▶ DIRECTION
Render everything from the line containing "Can you find the green grass" down to the line containing "[[109, 115]]", both included, as a two-column CSV with the columns text and reply. Give one CSV line per row, put each field in quotation marks, and turn any line breaks into spaces.

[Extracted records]
>>

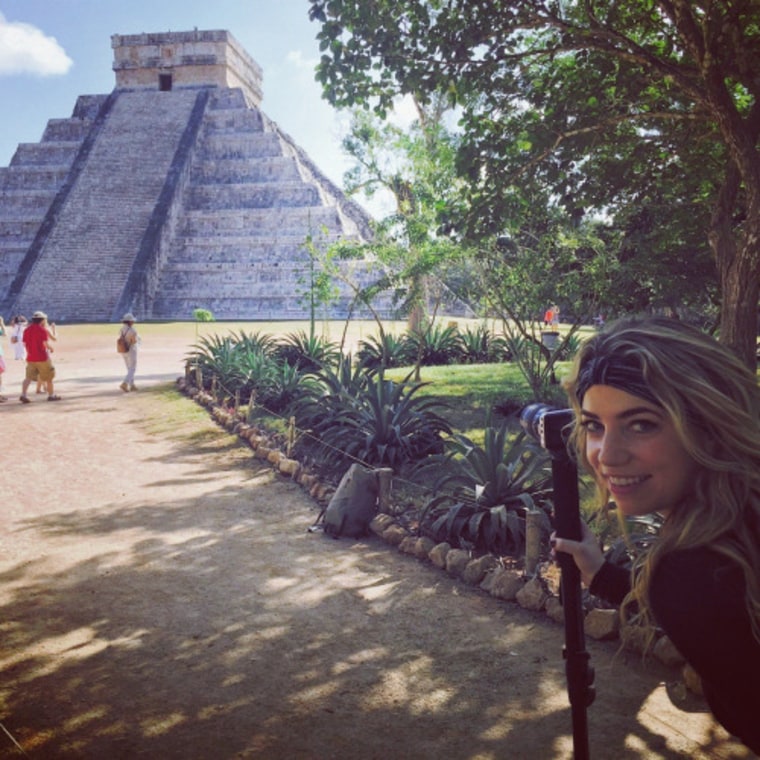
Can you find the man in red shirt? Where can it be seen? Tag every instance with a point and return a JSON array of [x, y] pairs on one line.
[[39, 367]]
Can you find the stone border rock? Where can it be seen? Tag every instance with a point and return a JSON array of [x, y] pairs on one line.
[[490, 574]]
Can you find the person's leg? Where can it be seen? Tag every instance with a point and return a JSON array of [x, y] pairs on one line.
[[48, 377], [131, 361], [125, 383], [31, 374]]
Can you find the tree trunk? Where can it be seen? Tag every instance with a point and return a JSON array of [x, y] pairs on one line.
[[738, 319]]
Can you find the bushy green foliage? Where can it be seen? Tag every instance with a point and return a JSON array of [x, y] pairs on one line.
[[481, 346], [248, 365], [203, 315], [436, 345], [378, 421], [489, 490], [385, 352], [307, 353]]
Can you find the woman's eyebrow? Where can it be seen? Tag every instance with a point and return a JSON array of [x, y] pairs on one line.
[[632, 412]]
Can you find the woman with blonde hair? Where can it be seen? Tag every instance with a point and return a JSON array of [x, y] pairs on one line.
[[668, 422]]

<<
>>

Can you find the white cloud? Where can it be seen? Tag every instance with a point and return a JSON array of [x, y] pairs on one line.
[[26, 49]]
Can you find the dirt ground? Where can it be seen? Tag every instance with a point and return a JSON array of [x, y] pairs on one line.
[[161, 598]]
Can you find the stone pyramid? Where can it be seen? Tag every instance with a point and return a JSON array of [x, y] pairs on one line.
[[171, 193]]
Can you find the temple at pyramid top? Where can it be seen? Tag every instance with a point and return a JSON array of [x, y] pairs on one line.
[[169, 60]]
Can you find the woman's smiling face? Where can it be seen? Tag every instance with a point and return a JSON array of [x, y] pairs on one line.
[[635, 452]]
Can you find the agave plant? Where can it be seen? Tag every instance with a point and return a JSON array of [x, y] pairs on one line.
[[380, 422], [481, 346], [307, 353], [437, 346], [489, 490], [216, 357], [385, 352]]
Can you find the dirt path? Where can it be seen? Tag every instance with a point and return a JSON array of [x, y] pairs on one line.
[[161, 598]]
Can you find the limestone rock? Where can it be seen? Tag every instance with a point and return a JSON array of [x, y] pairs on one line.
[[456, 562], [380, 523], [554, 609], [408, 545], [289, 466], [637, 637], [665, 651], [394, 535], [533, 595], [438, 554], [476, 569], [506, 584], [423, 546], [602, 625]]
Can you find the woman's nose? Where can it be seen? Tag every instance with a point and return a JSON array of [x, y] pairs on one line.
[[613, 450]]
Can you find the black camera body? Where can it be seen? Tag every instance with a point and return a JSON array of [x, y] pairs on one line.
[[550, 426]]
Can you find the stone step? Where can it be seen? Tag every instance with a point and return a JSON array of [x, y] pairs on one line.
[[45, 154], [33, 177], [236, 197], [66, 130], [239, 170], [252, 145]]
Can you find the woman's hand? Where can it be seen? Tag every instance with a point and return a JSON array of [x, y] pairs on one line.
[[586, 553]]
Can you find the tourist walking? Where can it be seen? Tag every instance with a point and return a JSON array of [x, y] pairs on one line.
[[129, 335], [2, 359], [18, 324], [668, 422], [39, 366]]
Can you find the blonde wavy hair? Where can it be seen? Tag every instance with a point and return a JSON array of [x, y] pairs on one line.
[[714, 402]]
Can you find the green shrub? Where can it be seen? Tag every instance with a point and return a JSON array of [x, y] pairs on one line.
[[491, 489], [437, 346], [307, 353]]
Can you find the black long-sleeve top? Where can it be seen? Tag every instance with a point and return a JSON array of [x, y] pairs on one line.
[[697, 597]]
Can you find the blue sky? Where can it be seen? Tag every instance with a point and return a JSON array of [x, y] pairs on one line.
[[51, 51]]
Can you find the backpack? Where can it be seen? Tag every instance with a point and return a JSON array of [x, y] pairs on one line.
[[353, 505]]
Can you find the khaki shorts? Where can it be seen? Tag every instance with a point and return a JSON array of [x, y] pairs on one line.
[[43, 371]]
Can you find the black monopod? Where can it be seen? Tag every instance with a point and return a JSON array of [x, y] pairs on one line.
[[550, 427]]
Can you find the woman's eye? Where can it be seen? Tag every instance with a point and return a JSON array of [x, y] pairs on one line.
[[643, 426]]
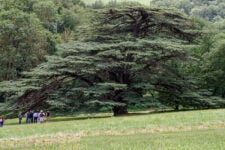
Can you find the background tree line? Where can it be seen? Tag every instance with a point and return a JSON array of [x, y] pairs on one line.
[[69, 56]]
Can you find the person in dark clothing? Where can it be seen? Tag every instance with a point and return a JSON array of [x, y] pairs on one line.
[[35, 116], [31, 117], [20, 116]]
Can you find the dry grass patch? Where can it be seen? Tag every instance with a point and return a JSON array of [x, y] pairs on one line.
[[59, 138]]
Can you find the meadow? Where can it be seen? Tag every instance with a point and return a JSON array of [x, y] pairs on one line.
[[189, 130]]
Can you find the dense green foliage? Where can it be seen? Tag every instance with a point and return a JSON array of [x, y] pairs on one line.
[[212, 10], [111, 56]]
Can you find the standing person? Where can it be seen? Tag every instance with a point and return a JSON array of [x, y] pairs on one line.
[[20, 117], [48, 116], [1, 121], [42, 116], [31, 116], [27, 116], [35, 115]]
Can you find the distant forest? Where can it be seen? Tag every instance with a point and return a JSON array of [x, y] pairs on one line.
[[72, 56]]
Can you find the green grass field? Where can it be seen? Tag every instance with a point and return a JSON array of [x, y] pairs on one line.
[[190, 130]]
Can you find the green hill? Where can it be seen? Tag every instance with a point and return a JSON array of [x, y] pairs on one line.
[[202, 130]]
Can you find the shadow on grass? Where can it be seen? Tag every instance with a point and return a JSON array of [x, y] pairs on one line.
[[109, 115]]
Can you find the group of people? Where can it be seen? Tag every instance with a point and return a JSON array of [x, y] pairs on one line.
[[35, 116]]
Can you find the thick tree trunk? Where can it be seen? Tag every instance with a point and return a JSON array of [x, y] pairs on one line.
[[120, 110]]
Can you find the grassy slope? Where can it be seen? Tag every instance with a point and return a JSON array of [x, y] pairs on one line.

<<

▶ COMPLETED TASK
text,reply
"Can you find the green grass field? Where can it be seen? Tag every instance with a point and return a JSON array of [x, y] pairs on one line.","[[190, 130]]"
"Can you find the green hill? Where can it be seen? Tag every instance with a point and return a JSON array of [x, y] pairs on one line.","[[202, 130]]"
"Can you find the shadow on grass? Where can it be seen? Tag every instance with a point and return a JSON array of [x, y] pairs on one line.","[[109, 115]]"